### Provided material ###

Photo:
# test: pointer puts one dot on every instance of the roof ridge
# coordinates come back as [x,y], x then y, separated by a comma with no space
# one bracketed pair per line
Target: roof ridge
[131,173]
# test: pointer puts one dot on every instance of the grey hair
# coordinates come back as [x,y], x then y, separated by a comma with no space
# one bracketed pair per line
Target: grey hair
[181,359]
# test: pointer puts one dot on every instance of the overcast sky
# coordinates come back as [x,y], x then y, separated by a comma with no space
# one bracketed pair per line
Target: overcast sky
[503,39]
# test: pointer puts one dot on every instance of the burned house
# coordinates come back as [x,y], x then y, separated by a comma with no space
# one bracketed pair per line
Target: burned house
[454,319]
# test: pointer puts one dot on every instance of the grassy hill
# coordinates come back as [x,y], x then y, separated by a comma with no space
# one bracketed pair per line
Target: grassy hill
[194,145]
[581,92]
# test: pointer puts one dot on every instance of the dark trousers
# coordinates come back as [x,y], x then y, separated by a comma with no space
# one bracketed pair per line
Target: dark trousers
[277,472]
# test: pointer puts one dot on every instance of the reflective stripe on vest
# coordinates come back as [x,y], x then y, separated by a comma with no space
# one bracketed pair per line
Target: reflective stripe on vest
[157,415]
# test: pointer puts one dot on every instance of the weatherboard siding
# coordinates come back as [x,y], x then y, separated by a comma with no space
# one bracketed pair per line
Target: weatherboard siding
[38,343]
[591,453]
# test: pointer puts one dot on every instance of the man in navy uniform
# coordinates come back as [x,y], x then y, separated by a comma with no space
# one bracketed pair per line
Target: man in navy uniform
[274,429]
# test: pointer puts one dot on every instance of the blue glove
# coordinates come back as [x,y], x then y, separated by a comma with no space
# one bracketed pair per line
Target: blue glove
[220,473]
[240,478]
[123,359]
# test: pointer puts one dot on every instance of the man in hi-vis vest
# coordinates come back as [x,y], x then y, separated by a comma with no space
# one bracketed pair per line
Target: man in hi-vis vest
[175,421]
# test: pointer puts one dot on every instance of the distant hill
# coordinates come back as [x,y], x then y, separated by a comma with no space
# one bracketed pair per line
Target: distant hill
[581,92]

###

**Directions:** Each record above has to be retyped exactly, with nothing left out.

**Final answer:**
Photo:
# test: pointer puts one dot on every instance of the roof ridge
# coordinates come back as [x,y], x then y, separated by a comma with no space
# one bracketed pair per line
Target: roof ridge
[131,173]
# test: pointer puts one dot on every instance of the grey hair
# coordinates come back as [x,y], x then y, separated by a comma with no space
# one bracketed pair per line
Target: grey hair
[181,359]
# test: pointer puts one dot on every instance of the overcast sky
# coordinates come back as [x,y], x then y, separated by a comma with no space
# one bracketed pair per line
Target: overcast sky
[503,39]
# test: pointer puts one dot on every instance of the burned house
# coordinates come back as [x,y], x then y, separated by a comma with no space
# one bracketed pair per line
Target: burned house
[454,319]
# test: pointer puts one dot on every instance of the grassy hill
# coordinates come back as [x,y], x then y, separated by a comma with no space
# one bracketed pair per line
Target: grassy hill
[194,145]
[581,92]
# test: pointer puts one dot on every instance of the dark trousers
# coordinates come back as [x,y], x then y, separated by a comma with no space
# one bracketed pair per line
Target: dark trousers
[277,472]
# test: pointer puts one dot on every instance of the reflective stripe on vest
# coordinates come back as [x,y], x then y, separated by a comma with no space
# one bracketed pair per line
Target: reflective stripe on vest
[157,415]
# test: pointer puts one dot on every instance of the weatherboard siding
# coordinates come back as [x,y], x then y, separated by a comma with no space
# one bracketed pair per line
Target: weatherboard siding
[38,343]
[591,453]
# test: pointer puts one dot on every instance of the man in navy uniform
# coordinates come back as [x,y], x then y, separated by a comma with no space
# one bracketed pair per line
Target: man in navy uniform
[274,429]
# test: pointer puts one dot on every instance of the blue glove
# coordinates come back as [x,y], x then y, separated by a comma with no space
# one bracketed pair per line
Target: blue glove
[220,473]
[240,478]
[123,359]
# test: pointer puts one dot on every instance of the man in hi-vis vest
# coordinates come back as [x,y], x then y, separated by a comma with no space
# one bracketed pair per line
Target: man in hi-vis vest
[175,421]
# test: pointer puts one dot on every instance of the distant hill
# coordinates come back as [x,y], x then y, separated by a comma with no space
# one bracketed pair per line
Target: distant hill
[581,92]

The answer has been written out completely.